¿Puedes reproducir el fragmento sobre la familia Clunies-Ross desde "El patriarca de" hasta "el interés público.", ambos incluidos, cambiando "administrador" por "gobernador"?

__Fragmento mostrado__.
■ ■ ■ ■
Pronto surgieron diferencias entre ambos personajes, en las que Hare llevó la peor parte porque además de la competencia y rivalidad entre ambos, muchas de las mujeres que Hare tenía en su harem se marchaban a vivir con los trabajadores de Clunies y por otro lado las durísimas condiciones que éste imponía a sus esclavos malayos, comenzaban a minar la salud de los braceros, afectando a la producción y terminando por hacerle imposible la vida en aquellas islas, por lo que el año 1831 abandonó las abandonó con el resto de personal que le quedaba.
Con su marcha, John Clunies-Ross quedó como único señor de las islas, convirtiéndose en una especie de reyezuelo que la gobernaba y que incluso llegó a crear su propia moneda: La rupia de las Coco que, como es natural solamente servía en el comercio interno.
El patriarca de la familia falleció en 1854, sucediéndole su hijo John George que se autodenominó Ross II. Tres años después las islas fueron anexionadas al Imperio Británico y el que hasta entonces había sido su “rey”, pasó a ser simplemente el administrador del territorio.
Pero las islas tenían escaso interés para la corona británica, hasta el extremo que, tras mucho insistir y dar la lata, la reina Victoria las concedió a la familia Ross a perpetuidad, aunque en la cesión se estableció una cláusula por la que la corona podría recuperarlas, sin indemnización alguna, en caso de que así lo aconsejara el interés público.
Poco interés público habría en aquellos alejados y semidesérticos atolones, sin embargo la fortuna de la familia Clunies-Ross crecía de manera importante, porque aparte del comercio del coco que mantenían constantemente con puertos de la isla de Java, empezaron a dedicarse al aprovisionamiento de los buques balleneros que cada vez en mayor número surcaban las aguas del Índico y que aquellas islas le venían a medio camino entre sus caladeros y los puntos habituales de suministros.
Y por si fuera poco, el descubrimiento de fosfatos en las vecinas Islas Navidad propició que los Roos creasen una compañía para su explotación, disparándose la producción de abonos, tan importantes para la agricultura del pasado siglo XIX.
Pero no todo era idílico en aquel supuesto paraíso de belleza inigualable. La población no conseguía reproducirse y era constante la traída de mano de obra procedente de China y las islas de Java, Borneo, Ceilán, etc., personas que se adaptaban mal a las condiciones de vida y con mala alimentación sobre todo por la escasa variedad de productos, morían muchos y otros enfermaban y se inutilizan para el trabajo. En un año el beriberi, enfermedad producida por falta de vitamina B, produjo más de cuatrocientas muertes entre los poco más de dos mil trabajadores.
■ ■ ■ ■
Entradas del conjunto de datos
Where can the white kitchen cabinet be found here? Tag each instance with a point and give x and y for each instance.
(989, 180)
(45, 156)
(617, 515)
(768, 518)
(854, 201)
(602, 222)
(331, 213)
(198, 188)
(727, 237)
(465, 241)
■ ■ ■ ■
__Solución desarrollada__.
El patriarca de la familia falleció en 1854, sucediéndole su hijo John George que se autodenominó Ross II. Tres años después las islas fueron anexionadas al Imperio Británico y el que hasta entonces había sido su “rey”, pasó a ser simplemente el gobernador del territorio.
Pero las islas tenían escaso interés para la corona británica, hasta el extremo que, tras mucho insistir y dar la lata, la reina Victoria las concedió a la familia Ross a perpetuidad, aunque en la cesión se estableció una cláusula por la que la corona podría recuperarlas, sin indemnización alguna, en caso de que así lo aconsejara el interés público.